◆ EXTRACT TO READ ◆

- - -

It’s time to summon the power of the Heap Sort algorithm — the unsung hero of sorting, the algorithm equivalent of a construction crane that picks up the biggest item and drops it right where it belongs 💪🏗️

This is one of those O(n log n) sorting beasts that:

  • Sorts in-place ✅

  • Uses no recursion ✅

  • Has worst-case O(n log n) time ✅

  • And secretly underpins Java's PriorityQueue and other cool stuff ✅

Let’s dive right in.


🔼 Heap Sort: The Priority-Based Sorting Powerhouse

“Why scan the whole array for the biggest number when I can just build a structure where the biggest number is always at the top?”
— Heap Sort, casually smarter than brute force


🧠 What is Heap Sort?

Heap Sort uses a binary heap to sort an array.
Specifically:

  1. Build a max heap (largest value at the top/root)

- - -

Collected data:
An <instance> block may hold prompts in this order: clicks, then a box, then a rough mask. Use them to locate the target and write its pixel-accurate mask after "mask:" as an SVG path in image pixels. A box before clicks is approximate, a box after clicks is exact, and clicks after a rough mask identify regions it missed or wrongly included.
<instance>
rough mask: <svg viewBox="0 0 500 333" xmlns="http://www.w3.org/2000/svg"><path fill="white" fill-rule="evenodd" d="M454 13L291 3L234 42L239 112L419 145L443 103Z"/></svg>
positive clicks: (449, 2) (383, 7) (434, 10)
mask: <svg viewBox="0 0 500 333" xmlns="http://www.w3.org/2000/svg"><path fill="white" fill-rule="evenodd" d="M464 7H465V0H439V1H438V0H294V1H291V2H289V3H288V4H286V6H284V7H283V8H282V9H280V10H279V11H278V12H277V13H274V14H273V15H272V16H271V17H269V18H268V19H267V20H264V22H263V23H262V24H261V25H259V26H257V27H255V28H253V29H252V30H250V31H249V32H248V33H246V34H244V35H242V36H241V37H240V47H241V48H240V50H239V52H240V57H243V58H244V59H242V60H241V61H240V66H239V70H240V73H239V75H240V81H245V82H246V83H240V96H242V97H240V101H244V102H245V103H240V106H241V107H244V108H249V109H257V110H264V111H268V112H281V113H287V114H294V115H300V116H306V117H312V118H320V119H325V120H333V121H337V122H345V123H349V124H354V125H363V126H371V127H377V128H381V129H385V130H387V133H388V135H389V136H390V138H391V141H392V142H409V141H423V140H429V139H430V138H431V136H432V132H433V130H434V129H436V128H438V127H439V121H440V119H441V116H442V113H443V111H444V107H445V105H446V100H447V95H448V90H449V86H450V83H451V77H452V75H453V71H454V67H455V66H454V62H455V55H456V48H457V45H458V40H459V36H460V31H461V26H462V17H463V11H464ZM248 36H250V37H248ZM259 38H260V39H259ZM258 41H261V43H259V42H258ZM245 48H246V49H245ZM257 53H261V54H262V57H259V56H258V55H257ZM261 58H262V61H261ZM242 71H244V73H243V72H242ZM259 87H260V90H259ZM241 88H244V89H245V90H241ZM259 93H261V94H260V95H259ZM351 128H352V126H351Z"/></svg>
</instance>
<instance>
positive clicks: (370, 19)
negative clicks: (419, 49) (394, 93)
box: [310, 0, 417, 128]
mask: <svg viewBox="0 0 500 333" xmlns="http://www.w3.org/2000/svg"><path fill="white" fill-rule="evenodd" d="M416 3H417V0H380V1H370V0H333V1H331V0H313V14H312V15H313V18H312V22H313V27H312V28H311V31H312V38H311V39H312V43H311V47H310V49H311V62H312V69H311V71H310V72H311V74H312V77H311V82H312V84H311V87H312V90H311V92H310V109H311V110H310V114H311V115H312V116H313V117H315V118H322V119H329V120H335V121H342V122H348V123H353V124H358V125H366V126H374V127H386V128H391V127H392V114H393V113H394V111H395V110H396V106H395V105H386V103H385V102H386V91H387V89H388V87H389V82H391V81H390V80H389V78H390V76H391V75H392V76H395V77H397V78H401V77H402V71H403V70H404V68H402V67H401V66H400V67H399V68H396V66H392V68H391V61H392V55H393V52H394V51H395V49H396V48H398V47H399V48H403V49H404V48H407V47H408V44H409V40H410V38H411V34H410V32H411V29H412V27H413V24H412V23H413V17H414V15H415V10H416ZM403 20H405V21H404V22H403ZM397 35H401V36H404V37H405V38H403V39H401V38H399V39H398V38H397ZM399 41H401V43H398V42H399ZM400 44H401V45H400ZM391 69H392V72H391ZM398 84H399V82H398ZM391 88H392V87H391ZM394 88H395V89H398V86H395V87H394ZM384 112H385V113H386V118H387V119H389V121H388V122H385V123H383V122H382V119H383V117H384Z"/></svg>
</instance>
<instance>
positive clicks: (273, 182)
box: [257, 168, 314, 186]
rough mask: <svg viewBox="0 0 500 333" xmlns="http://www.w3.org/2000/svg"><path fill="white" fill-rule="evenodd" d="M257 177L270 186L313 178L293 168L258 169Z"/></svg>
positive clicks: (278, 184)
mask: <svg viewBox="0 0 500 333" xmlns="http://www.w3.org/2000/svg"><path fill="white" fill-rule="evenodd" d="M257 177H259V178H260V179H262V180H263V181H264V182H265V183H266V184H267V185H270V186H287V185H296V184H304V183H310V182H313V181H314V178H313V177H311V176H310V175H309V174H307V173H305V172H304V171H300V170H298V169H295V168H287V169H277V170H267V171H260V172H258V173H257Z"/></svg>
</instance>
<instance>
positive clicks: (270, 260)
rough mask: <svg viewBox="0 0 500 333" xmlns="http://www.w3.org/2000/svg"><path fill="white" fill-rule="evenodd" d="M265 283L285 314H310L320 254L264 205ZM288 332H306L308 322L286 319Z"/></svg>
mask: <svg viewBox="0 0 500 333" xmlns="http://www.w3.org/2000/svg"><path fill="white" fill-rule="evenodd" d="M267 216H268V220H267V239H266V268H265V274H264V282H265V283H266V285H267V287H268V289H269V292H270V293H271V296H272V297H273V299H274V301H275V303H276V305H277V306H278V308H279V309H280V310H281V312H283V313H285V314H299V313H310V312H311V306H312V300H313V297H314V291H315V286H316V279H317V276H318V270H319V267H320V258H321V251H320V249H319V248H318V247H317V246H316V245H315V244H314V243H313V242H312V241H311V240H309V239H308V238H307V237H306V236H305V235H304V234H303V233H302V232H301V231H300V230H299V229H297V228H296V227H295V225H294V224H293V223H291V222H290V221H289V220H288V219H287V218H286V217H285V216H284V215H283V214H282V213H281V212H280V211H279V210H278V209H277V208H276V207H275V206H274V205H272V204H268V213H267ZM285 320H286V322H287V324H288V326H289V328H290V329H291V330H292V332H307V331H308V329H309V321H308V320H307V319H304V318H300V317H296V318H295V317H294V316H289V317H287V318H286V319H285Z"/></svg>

- - -

◆ WORK INSTRUCTION 1 ◆
Change the heap sort text starting with "It’s time to" and going on through "dive right in.", replacing "recursion" with "extra arrays".
◆ WORK INSTRUCTION 2 ◆
According to the heap sort text, what does Heap Sort use to sort an array?
◆ WORK INSTRUCTION 3 ◆
Translate this sentence from the heap sort text into French: "Heap Sort uses a binary heap to sort an array."
The rows have no connection to the heap sort text.

◆ RESPONSE AREA 1 ◆
It’s time to summon the power of the Heap Sort algorithm — the unsung hero of sorting, the algorithm equivalent of a construction crane that picks up the biggest item and drops it right where it belongs 💪🏗️

This is one of those O(n log n) sorting beasts that:

  • Sorts in-place ✅

  • Uses no extra arrays ✅

  • Has worst-case O(n log n) time ✅

  • And secretly underpins Java's PriorityQueue and other cool stuff ✅

Let’s dive right in.

◆ RESPONSE AREA 2 ◆
A binary heap.

◆ RESPONSE AREA 3 ◆
Le tri par tas utilise un tas binaire pour trier un tableau.